- [CONSIGNE A] Parmi les lignes placées après le texte, mettez sous forme de liste numérotée celles qui vont de la ligne contenant « Target: tie-dye shirt » jusqu'à la dernière ligne, ces deux bornes comprises. Omettez les lignes vides.

- [SECTION DU DOCUMENT]
>>>

En marge de la renommée très établie des deux amis musiciens que sont le pianiste Daniel Barenboim et le chef d'orchestre Pierre Boulez dont nous avons déjà critiqué dans nos colonnes la rencontre lors du concert d'ouverture du Festival de Salzbourg 2008 paru en DVD chez C Major, il est permis de s'interroger sur la réelle valeur de ce que l'on entend en ce mois de juin 2011 à la Philharmonie d'Essen.Dans un premier temps, il est intéressant de noter que Pierre Boulez, dont le seul nom fait frémir les tenants de la tradition orthodoxe musicale interprétative, oriente de plus en plus son répertoire vers l'époque romantique. Il opère ainsi un curieux retour en arrière chronologique qui paraissait absolument inconcevable il y a quelques années, et ses prestations qui touchent de grands compositeurs romantiques comme Bruckner, Wagner ou Mahler sont loin de faire l'unanimité. Or, à un âge très avancé, le chef français se retrouve à jouer Liszt, soit la figure musicale romantique par excellence, confiné dans un rôle d'accompagnateur devant un orchestre à la longue tradition germanique. Il faut rappeler que la Staatskapelle Berlin est sous la tutelle artistique de Daniel Barenboim, son chef attitré. Cela place encore davantage en porte à faux le pianiste-chef assis devant son instrument. Il est, en effet, tout à fait capable de diriger depuis son clavier. Le spectateur de cette captation ne manquera pas de remarquer au passage quelques œillades aux pupitres vers lesquels il se tourne instinctivement comme pour donner les départs. Un plan montre du reste le violoncelliste solo du Concerto No. 2 regarder son chef habituel au piano plutôt que Pierre Boulez à la direction. Daniel Barenboim ne pourra s'empêcher non plus par moments de battre la mesure de sa main gauche. De même, si l'on observe bien les images du générique du concert, on assistera à une petite mise au point des deux hommes sous les regards amusés des musiciens qui en disent long…
La direction de Pierre Boulez diffuse une image apaisée. Les gestes sont calculés et mesurés avec précision et économie. On comprendra mieux sa manière de diriger l'orchestre avec les deux morceaux purement orchestraux du programme, Faust Ouverture et Siegfried Idyll de Richard Wagner. Deux pièces peu connues du répertoire wagnérien, presque des péchés symphoniques au regard de la production lyrique, mais que l'on aime retrouver et écouter de temps à autre pour nous rappeler que le maître de Bayreuth avait aussi quelques faiblesses. Quoi qu’il en soit, Pierre Boulez nous affirme ici une fois de plus qu'il n'est point de romantisme dans la musique de Wagner, comme cela avait été le cas lors d'une Tétralogie d'anthologie à Bayreuth ! On notera en outre un parti pris de tempi plutôt lents pour Wagner mais aussi, somme toute, pour la totalité du concert. Pour une œuvre à la fois douce et contemplative comme Siegfried Idyll, l'optique se défend, mais pour les Concertos de Liszt, qui demandent vivacité et énergie, cela est moins recevable. Pourtant, l'art de la clarté, de la mise en valeur des parties solistes de l'orchestre – la flûte, la clarinette, le violoncelle et le triangle ! - montre un très bon équilibre dans la gestion de la masse orchestrale. De même, une sorte de raffinement aux antipodes du tape à l’œil brillant reste appréciable dans ce type de musique, et le pianiste se plie à cette volonté et modère également les effets de manche. L'entente entre chef et soliste fonctionne cette fois, ce qui n'a pas toujours été le cas, comme en témoigne le concert d'ouverture à Salzbourg en 2008.

<<<

- [EXTRAITS DES LIGNES]
>>>

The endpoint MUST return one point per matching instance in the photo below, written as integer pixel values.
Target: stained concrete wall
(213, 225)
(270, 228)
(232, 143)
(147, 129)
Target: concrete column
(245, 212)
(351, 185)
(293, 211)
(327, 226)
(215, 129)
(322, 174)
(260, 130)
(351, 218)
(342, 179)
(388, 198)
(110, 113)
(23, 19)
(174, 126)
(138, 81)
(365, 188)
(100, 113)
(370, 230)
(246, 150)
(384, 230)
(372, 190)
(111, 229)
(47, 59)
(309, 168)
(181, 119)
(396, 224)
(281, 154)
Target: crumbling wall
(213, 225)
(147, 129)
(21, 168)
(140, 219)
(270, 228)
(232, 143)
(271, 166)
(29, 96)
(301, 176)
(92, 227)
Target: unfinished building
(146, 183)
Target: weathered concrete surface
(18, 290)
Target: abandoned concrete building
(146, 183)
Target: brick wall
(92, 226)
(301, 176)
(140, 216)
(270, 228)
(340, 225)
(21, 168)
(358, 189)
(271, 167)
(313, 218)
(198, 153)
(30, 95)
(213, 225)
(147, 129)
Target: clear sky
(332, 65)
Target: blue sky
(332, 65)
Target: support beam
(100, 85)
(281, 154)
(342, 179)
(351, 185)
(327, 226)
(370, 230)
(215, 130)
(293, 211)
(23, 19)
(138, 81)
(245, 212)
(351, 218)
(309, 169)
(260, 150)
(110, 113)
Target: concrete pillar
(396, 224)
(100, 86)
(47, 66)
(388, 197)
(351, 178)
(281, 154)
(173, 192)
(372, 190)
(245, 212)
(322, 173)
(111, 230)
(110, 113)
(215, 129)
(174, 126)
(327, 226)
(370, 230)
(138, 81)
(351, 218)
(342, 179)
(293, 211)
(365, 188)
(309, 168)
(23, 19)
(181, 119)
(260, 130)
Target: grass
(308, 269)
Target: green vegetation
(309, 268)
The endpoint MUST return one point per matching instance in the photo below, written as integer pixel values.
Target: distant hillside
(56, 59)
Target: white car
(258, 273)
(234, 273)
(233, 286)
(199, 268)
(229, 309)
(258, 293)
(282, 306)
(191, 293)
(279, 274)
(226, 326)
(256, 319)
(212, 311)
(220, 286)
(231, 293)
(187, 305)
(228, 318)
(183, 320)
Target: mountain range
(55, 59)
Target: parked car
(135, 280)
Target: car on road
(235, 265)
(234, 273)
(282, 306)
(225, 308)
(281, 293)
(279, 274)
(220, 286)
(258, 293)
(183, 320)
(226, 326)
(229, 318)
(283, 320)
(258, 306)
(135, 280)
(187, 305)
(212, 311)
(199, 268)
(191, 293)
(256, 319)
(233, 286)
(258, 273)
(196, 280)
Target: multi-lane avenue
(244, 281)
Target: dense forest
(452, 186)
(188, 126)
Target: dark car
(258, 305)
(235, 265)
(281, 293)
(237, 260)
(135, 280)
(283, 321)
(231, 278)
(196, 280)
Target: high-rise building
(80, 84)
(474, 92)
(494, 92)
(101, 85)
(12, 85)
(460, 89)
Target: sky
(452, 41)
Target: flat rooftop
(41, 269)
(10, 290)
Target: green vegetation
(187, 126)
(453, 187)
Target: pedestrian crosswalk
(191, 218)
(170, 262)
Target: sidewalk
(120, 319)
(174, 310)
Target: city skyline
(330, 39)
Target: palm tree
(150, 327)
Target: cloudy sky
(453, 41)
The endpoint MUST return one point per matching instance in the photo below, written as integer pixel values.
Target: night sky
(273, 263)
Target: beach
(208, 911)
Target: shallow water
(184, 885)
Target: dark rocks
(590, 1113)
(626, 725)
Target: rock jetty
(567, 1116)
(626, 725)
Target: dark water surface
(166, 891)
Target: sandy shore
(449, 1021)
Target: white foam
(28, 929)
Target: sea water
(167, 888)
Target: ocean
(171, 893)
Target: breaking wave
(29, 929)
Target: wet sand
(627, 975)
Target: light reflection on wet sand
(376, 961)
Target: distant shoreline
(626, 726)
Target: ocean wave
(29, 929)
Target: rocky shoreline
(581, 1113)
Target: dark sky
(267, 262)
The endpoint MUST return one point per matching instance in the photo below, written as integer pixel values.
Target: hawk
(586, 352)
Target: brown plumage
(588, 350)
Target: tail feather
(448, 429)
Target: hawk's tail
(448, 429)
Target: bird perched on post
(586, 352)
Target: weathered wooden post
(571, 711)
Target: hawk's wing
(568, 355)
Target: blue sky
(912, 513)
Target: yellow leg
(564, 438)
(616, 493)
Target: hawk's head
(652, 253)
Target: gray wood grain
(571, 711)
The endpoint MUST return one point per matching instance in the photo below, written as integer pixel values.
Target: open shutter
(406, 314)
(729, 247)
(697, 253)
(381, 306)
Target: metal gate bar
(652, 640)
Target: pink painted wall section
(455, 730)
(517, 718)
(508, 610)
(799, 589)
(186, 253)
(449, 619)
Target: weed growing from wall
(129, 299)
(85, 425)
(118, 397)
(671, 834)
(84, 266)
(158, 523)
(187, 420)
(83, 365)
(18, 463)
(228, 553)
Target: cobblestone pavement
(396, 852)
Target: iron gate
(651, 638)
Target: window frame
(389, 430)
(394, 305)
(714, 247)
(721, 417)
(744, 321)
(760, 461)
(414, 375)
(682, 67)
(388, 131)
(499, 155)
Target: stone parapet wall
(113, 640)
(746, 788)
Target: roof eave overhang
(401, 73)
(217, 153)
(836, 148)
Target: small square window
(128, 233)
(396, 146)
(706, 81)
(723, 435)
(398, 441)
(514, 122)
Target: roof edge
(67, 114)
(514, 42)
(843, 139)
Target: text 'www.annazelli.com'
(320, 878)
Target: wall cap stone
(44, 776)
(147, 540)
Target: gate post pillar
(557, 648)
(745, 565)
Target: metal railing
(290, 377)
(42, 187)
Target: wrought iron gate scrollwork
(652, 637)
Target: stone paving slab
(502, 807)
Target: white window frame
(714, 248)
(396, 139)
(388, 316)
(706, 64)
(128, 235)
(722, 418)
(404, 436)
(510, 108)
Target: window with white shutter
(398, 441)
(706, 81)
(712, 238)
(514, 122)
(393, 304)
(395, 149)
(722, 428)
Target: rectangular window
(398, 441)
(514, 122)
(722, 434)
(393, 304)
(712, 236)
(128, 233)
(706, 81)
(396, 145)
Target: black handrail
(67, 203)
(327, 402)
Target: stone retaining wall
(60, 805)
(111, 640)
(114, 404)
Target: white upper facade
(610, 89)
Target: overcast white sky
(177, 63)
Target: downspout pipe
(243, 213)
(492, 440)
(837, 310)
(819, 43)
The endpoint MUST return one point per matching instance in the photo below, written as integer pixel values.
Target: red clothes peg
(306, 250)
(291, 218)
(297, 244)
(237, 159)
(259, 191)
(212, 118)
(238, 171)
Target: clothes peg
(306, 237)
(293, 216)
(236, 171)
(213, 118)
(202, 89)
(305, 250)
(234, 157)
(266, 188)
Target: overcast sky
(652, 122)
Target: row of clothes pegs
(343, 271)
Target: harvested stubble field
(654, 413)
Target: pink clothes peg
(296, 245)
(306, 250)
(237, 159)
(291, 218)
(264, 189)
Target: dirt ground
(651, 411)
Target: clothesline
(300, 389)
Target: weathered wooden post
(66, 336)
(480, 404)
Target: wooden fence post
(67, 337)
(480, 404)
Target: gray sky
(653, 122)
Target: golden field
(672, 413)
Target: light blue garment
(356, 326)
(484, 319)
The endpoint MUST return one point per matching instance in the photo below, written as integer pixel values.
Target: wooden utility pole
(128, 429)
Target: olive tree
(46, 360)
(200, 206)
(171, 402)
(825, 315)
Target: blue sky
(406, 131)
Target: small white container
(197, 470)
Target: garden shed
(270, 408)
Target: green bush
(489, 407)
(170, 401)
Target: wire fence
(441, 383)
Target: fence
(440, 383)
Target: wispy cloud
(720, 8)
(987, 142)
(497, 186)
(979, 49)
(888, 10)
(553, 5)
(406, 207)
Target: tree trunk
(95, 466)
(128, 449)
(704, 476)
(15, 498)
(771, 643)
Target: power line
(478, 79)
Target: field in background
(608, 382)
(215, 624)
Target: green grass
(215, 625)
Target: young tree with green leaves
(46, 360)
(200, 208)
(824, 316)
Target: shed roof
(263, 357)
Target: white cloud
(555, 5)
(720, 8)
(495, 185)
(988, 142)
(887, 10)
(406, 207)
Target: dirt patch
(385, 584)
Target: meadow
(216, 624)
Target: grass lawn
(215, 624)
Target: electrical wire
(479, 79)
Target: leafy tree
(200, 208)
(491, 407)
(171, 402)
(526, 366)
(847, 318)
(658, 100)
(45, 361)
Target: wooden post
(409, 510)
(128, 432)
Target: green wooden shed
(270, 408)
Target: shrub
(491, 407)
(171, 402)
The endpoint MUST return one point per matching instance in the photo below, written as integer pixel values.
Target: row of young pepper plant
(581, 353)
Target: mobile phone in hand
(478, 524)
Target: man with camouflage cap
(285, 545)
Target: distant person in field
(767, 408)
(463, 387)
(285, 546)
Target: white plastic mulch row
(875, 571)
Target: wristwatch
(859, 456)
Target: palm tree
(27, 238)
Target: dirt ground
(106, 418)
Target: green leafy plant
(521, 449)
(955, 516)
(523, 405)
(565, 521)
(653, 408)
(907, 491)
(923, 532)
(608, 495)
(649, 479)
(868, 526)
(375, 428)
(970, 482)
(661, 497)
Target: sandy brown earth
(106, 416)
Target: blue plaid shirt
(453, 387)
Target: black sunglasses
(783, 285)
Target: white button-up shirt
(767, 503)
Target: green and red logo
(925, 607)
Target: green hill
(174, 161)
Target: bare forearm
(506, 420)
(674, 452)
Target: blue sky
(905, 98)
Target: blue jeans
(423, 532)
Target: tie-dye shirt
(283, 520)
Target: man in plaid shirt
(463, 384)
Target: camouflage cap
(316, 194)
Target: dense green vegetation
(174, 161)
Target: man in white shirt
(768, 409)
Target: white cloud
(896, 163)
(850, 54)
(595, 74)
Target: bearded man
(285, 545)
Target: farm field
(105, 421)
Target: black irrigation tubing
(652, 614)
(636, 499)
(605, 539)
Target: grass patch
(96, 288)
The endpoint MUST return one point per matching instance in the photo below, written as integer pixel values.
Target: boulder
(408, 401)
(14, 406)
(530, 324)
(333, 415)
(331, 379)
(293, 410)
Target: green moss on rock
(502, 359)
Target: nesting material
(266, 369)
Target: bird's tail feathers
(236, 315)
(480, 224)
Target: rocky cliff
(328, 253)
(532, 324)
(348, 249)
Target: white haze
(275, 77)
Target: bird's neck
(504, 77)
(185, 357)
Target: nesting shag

<<<

- [CONSIGNE B] Selon la critique du concert d'Essen, quels sont les deux morceaux purement orchestraux de Richard Wagner inscrits au programme ?

- [RÉPONSE COMPLÈTE A]
1. Target: tie-dye shirt
2. (283, 520)
3. Target: man in plaid shirt
4. (463, 384)
5. Target: camouflage cap
6. (316, 194)
7. Target: dense green vegetation
8. (174, 161)
9. Target: man in white shirt
10. (768, 409)
11. Target: white cloud
12. (896, 163)
13. (850, 54)
14. (595, 74)
15. Target: bearded man
16. (285, 545)
17. Target: farm field
18. (105, 421)
19. Target: black irrigation tubing
20. (652, 614)
21. (636, 499)
22. (605, 539)
23. Target: grass patch
24. (96, 288)
25. The endpoint MUST return one point per matching instance in the photo below, written as integer pixel values.
26. Target: boulder
27. (408, 401)
28. (14, 406)
29. (530, 324)
30. (333, 415)
31. (331, 379)
32. (293, 410)
33. Target: green moss on rock
34. (502, 359)
35. Target: nesting material
36. (266, 369)
37. Target: bird's tail feathers
38. (236, 315)
39. (480, 224)
40. Target: rocky cliff
41. (328, 253)
42. (532, 324)
43. (348, 249)
44. Target: white haze
45. (275, 77)
46. Target: bird's neck
47. (504, 77)
48. (185, 357)
49. Target: nesting shag

- [RÉPONSE COMPLÈTE B] Faust Ouverture et Siegfried Idyll.